** Excerpt to read follows **

Chang Liu (President and CEO)
Thanks.
Operator (participant)
A reminder to limit yourselves to one question and one follow-up question. Our next question comes from Christopher McGratty with KBW. Please go ahead.
Andrew Leischner (AVP)
Hey, how's it going? This is Andrew Leischner on for Chris McGratty.
Heng Chen (CFO and EVP)
Hi.
Andrew Leischner (AVP)
I was just wondering, have you started to see any stabilization in your non-interest-bearing deposit outflows? I guess, should we continue to expect further mix shift from here? Thank you.
Heng Chen (CFO and EVP)
Yeah, we think it's stabilized. you know, just giving you the month-end balances, it was $3.7 billion in, at the end of April, $3.7 billion, rounded, at the end of May, and then, $3.6 billion at the end of June. you know, Chang, do you?
Chang Liu (President and CEO)

** End of Excerpt to read **
** Dataset content follows **

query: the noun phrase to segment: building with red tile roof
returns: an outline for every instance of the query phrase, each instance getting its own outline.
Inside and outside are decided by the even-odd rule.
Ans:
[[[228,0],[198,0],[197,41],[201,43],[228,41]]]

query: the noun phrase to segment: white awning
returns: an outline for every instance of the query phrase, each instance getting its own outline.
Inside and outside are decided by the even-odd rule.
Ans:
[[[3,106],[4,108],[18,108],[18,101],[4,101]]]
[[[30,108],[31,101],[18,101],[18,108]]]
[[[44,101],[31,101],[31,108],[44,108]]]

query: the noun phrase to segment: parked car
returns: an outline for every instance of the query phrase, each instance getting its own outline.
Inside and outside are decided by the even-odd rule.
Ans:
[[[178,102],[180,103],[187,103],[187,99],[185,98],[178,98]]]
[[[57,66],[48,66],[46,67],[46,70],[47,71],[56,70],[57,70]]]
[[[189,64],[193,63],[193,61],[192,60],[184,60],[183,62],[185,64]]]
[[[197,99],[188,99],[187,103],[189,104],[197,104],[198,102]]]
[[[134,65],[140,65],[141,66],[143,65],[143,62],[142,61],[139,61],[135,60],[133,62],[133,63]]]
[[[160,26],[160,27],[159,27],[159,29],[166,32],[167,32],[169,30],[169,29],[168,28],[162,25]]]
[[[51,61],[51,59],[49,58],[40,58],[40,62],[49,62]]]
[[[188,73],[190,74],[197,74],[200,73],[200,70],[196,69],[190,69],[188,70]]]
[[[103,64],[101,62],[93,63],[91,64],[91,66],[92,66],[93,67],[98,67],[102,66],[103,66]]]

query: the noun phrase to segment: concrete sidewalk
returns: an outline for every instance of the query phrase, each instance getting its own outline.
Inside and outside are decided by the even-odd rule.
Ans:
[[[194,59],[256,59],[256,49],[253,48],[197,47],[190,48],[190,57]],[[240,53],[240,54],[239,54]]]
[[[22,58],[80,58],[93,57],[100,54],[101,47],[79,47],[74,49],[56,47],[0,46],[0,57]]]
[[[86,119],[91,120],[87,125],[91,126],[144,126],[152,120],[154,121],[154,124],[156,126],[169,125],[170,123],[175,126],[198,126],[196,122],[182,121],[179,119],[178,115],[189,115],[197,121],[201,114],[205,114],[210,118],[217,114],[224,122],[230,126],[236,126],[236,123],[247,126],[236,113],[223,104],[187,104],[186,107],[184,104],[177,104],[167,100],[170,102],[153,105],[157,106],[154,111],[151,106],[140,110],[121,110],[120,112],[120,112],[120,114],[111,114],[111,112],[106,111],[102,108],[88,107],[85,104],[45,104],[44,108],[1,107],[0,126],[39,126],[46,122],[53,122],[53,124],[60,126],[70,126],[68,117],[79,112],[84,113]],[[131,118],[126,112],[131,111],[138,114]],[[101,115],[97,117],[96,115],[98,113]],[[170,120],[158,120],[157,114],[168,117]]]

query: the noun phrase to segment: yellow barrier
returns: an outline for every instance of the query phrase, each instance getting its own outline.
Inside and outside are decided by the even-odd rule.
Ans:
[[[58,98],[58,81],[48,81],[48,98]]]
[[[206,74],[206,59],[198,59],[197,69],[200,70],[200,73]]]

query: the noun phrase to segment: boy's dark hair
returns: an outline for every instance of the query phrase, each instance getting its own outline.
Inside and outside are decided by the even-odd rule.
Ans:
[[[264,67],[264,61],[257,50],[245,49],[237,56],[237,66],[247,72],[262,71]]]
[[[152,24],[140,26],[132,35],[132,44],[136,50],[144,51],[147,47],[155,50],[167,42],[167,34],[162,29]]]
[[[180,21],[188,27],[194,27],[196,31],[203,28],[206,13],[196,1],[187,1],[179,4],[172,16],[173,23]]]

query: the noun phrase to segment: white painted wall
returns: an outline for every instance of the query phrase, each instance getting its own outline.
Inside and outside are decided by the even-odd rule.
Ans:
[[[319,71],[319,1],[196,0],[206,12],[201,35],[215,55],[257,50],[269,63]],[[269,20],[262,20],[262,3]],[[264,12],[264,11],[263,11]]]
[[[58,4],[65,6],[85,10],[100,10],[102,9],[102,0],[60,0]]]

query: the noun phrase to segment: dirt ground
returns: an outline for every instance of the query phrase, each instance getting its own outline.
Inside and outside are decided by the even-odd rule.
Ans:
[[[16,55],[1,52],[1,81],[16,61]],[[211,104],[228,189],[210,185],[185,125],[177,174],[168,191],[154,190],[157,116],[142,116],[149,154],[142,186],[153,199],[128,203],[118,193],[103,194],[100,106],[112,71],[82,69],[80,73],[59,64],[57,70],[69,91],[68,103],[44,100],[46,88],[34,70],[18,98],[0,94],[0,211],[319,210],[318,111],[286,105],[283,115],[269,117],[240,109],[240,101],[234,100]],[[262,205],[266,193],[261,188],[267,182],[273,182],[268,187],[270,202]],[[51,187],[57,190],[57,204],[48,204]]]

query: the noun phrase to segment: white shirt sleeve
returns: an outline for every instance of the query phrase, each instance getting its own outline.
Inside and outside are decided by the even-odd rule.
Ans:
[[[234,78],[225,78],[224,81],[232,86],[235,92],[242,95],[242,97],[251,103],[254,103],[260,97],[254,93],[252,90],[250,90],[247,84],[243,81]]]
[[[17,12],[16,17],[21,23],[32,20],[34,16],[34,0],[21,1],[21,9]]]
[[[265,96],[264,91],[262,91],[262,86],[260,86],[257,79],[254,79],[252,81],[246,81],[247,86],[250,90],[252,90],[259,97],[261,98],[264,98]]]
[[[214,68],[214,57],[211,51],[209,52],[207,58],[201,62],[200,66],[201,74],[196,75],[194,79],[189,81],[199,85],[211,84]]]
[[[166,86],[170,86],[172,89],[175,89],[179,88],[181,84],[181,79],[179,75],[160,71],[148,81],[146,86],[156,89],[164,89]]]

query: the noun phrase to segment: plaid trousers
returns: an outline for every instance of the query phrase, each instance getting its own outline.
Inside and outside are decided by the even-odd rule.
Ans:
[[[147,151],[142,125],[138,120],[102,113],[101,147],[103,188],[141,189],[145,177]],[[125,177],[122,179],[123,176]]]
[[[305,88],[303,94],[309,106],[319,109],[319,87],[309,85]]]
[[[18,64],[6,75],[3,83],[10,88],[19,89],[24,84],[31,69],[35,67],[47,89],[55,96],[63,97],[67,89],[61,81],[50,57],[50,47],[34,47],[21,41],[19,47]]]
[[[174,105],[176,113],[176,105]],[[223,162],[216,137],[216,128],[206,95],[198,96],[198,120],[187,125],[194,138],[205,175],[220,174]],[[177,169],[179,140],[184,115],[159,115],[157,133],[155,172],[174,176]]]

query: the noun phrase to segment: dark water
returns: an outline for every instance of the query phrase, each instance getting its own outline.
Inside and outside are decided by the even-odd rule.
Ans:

** End of Dataset content **

*Things to do*.
1: In the call transcript, take the passage starting at "Operator (participant)" and ending at "here? Thank you." and write it out again, changing "non-interest-bearing" to "noninterest-bearing".
2: From the call transcript, list every distinct title or role shown in parentheses after a speaker's name.
3: Answer these questions about the call transcript:
(a) What firm is Christopher McGratty with?
(b) How many follow-up questions does the operator ask callers to limit themselves to?
(c) What was the month-end balance at the end of June?
The entries have no connection to the transcript.

*Expected results*.
1:
Operator (participant)
A reminder to limit yourselves to one question and one follow-up question. Our next question comes from Christopher McGratty with KBW. Please go ahead.
Andrew Leischner (AVP)
Hey, how's it going? This is Andrew Leischner on for Chris McGratty.
Heng Chen (CFO and EVP)
Hi.
Andrew Leischner (AVP)
I was just wondering, have you started to see any stabilization in your noninterest-bearing deposit outflows? I guess, should we continue to expect further mix shift from here? Thank you.

2:
President and CEO
participant
AVP
CFO and EVP

3:
(a) KBW
(b) One
(c) $3.6 billion